Copy the listing below line for line, with no changes, but leave out the picture.

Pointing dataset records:
****************************************
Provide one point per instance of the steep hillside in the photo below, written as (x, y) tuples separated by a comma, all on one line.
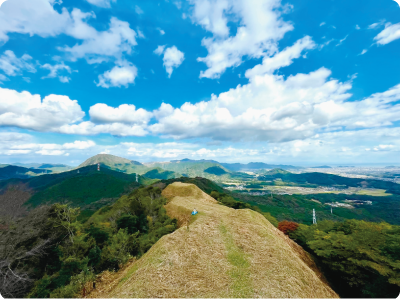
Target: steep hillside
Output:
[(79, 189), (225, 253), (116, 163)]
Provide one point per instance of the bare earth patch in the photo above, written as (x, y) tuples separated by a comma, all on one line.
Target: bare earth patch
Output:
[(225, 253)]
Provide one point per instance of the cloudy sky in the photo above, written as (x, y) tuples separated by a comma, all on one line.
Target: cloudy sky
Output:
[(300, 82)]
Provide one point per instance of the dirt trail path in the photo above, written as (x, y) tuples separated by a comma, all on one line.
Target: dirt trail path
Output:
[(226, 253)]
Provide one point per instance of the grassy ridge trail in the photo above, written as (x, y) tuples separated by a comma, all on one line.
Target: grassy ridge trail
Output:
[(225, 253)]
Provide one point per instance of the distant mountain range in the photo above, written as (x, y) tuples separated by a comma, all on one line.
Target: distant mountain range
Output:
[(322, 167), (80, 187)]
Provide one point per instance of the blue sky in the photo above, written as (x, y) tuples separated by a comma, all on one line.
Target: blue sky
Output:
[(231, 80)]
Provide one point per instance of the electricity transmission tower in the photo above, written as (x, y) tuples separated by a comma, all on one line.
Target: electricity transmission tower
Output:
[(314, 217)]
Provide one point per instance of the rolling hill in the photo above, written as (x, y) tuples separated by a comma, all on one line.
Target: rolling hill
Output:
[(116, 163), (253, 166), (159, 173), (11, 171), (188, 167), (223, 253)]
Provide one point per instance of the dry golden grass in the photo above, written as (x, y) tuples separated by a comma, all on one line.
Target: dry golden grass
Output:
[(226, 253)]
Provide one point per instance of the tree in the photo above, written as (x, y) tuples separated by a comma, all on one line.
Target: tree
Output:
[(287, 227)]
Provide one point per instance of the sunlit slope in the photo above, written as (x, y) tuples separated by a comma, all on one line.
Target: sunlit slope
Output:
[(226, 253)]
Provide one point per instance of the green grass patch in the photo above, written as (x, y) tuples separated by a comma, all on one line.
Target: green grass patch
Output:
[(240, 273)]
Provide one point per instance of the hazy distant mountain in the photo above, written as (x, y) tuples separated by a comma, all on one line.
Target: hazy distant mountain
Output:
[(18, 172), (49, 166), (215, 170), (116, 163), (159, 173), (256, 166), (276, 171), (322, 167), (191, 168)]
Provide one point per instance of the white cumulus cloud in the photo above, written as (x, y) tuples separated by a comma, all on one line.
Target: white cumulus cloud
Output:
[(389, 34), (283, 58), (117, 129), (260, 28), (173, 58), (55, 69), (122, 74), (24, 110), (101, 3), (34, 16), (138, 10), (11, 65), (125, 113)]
****************************************
Task response:
Provide one point per instance of the steep hillside in the photo below, written as (x, y) tuples separated by a comma, all on one line.
Target: steep hillside
Output:
[(79, 189), (225, 253), (116, 163)]
Provide one point per instance of the bare earth patch in the photo above, written as (x, y) tuples separated by a comma, all on one line.
Target: bare earth patch
Output:
[(225, 253)]
Provide one point per instance of the cloudy sky in the photo above, written as (x, y) tuples separated by a comma, all on one line.
Target: cloudy sky
Output:
[(300, 82)]
Provide one point per instance of the dirt trail path in the photo above, written as (x, y) tuples separated by a comma, all on one line.
Target: dirt trail path
Output:
[(226, 253)]
Provide one point per instance of the grassy ridge trail in the photo above, written as (x, y) tuples separated by a comma, all on one line.
Target: grassy ridge trail
Output:
[(225, 253)]
Provide one point per instance of the distant mountain range in the photo above, written as (x, y) tuples separated by a comma, all on one line.
Target: distant mountain range
Output:
[(322, 167), (80, 187)]
Provide one point per instance of the blue sky in the photo above, written as (x, y) tuples separated by a comma, all on one line.
Target: blue sky
Output:
[(231, 80)]
Provide one point per instance of the electricity transmission tower in the photo above, written as (x, y) tuples separated by a comma, all on one line.
Target: electricity transmission tower
Output:
[(314, 217)]
Provide one point per instance of the rolling hill in the photo above, written as (x, y) tuples separated by a comma, all on one line.
Target: rolling hill
Output:
[(116, 163), (253, 166), (159, 173), (11, 171), (188, 167), (223, 253)]
Provide one point per instance of the dry golden grass in the photo above, written as (x, y) tuples separated by a comma, all on one line.
Target: dry golden grass
Output:
[(226, 253)]
Provide one point per instance of the tree in the photo above, written as (x, y) tuples separated by a comma, all on one line.
Target: tree
Output:
[(287, 227)]
Provide one point per instance of the sunlit slope in the photo above, written as (x, y) tuples separated by a comma, all on one line.
Target: sunlit slope
Output:
[(226, 253)]
Provide one point per instance of the green grass patch in the photo above, written as (x, y) tuples separated by a comma, all on one line.
Target: green grass patch
Output:
[(240, 273)]
Provide one point per instance of the hazy distant mountain in the photo above, written as (x, y) tuples separated by a comma, all on one line.
Target: hazy distant mountain
Output:
[(18, 172), (49, 166), (215, 170), (116, 163), (159, 173), (256, 166), (276, 171), (322, 167), (191, 168)]
Provide one point per instance of the white cumulus cloud in the photo above, written as (x, y) tuples separated by a comma, all on one line.
Target: white cumulus cloud
Output:
[(389, 34), (283, 58), (117, 129), (260, 28), (173, 58), (55, 69), (122, 74), (24, 110), (101, 3), (34, 16), (138, 10), (11, 65), (125, 113)]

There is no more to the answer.